Lot of our firms are [basically however] [ph] try to pool that together and keep it up to date. And we think we’re the only ones who can really provide that kind of integrated solution.

Q - Christopher Shutler

Okay, thanks.

Operator

Thanks. We have no additional questions at this time.

End of Q&A

Presentation

Alfred West

Thank you, Joe. And our next segment is Institutional Investors segment. I’m going to turn it over to Paul Klauder to discuss this segment. Paul?

Paul Klauder

Thanks, Al. Good afternoon, everyone. I am going to discuss the financial results for the second quarter of 2016. Second quarter revenues of $74.7 million, increased 3% compared to the first quarter of 2016. Capital markets performance and net new clients funding of $725 million during the quarter positively impacted revenue for the second quarter of 2016 compared to the first quarter.

Quarter end asset balances of $78.6 billion, reflect a $2.6 billion increase compared to the first quarter. The unfunded client backlog at quarter end was $900 million. Second quarter 2016 operating profits of $38.1 million increased 2% compared to the first quarter. Second quarter 2016 margins were 51.1% less than a 1% decrease from the first quarter.

Client signings for the second quarter of 2016 were $900 million, including a new large market defined contribution investment client. We anticipate making continued investments in executing our strategy to grow our DC business and expand our global footprint into incremental markets that will embrace fiduciary management, OCIO or standalone investment strategies.

We are pleased with the continued growth of our fiduciary management, OCIO business across our focus market segments. And we continue to see an increase appetite for delegation by institutional investors. Thank you very much and I’m happy to entertain any questions you may have.

Question-and-Answer Session

Operator

[Operator Instructions] We’ll go to Robert Lee with KBW. Please go ahead.
- - - - -
> **EXERCISE TASK 1**
According to the transcript, what was the unfunded client backlog at quarter end?
> **EXERCISE TASK 2**
Please say whether each statement agrees with the transcript: (a) Second quarter revenues rose 3% compared to the first quarter of 2016. (b) Quarter end asset balances fell by $2.6 billion compared to the first quarter. (c) Second quarter 2016 operating profits were $38.1 million.
Answer from the transcript alone.
- - - - -
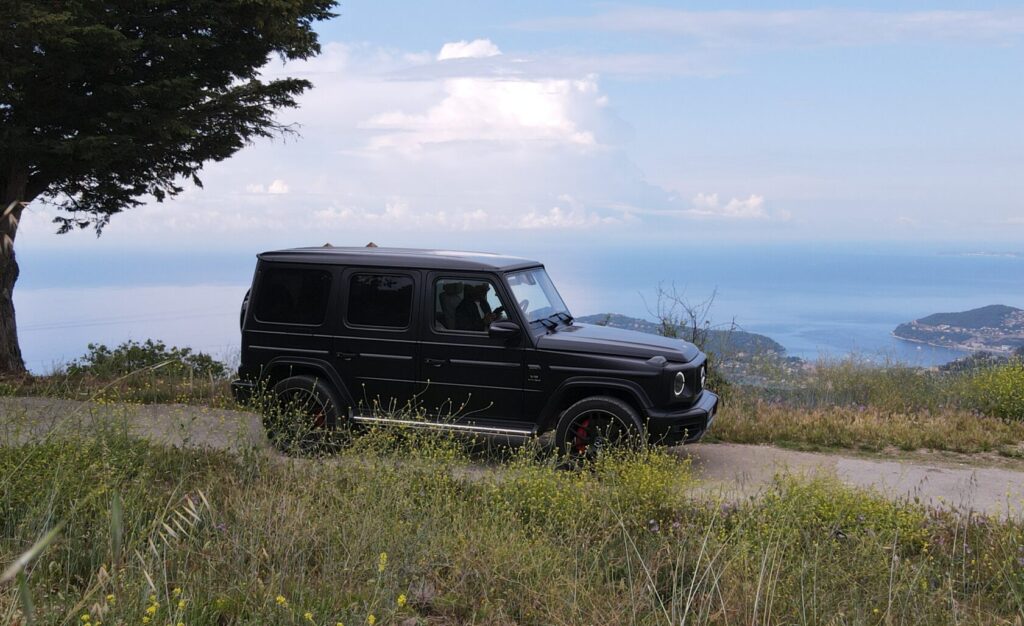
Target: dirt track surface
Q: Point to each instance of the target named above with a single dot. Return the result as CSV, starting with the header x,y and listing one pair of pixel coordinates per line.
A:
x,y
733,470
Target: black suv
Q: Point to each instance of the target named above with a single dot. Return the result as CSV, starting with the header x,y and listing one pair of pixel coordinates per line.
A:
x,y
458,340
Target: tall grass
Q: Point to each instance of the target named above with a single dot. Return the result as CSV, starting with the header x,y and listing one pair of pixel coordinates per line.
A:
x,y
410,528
- - - - -
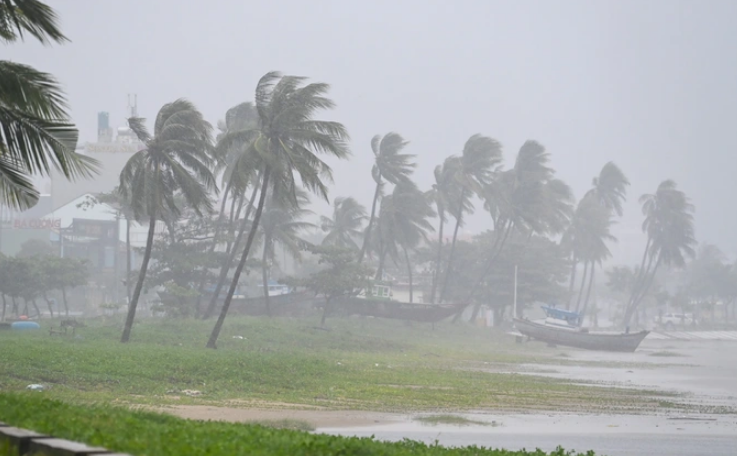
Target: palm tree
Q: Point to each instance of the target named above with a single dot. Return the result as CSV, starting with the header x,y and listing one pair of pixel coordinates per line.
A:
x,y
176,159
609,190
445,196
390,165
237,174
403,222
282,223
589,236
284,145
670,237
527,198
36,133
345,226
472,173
- - - - -
> **COMPLETE RESPONSE 1**
$900 million.

> **COMPLETE RESPONSE 2**
(a) Yes: "Second quarter revenues of $74.7 million, increased 3% compared to the first quarter of 2016."
(b) No: "Quarter end asset balances of $78.6 billion, reflect a $2.6 billion increase compared to the first quarter."
(c) Yes: "Second quarter 2016 operating profits of $38.1 million increased 2% compared to the first quarter."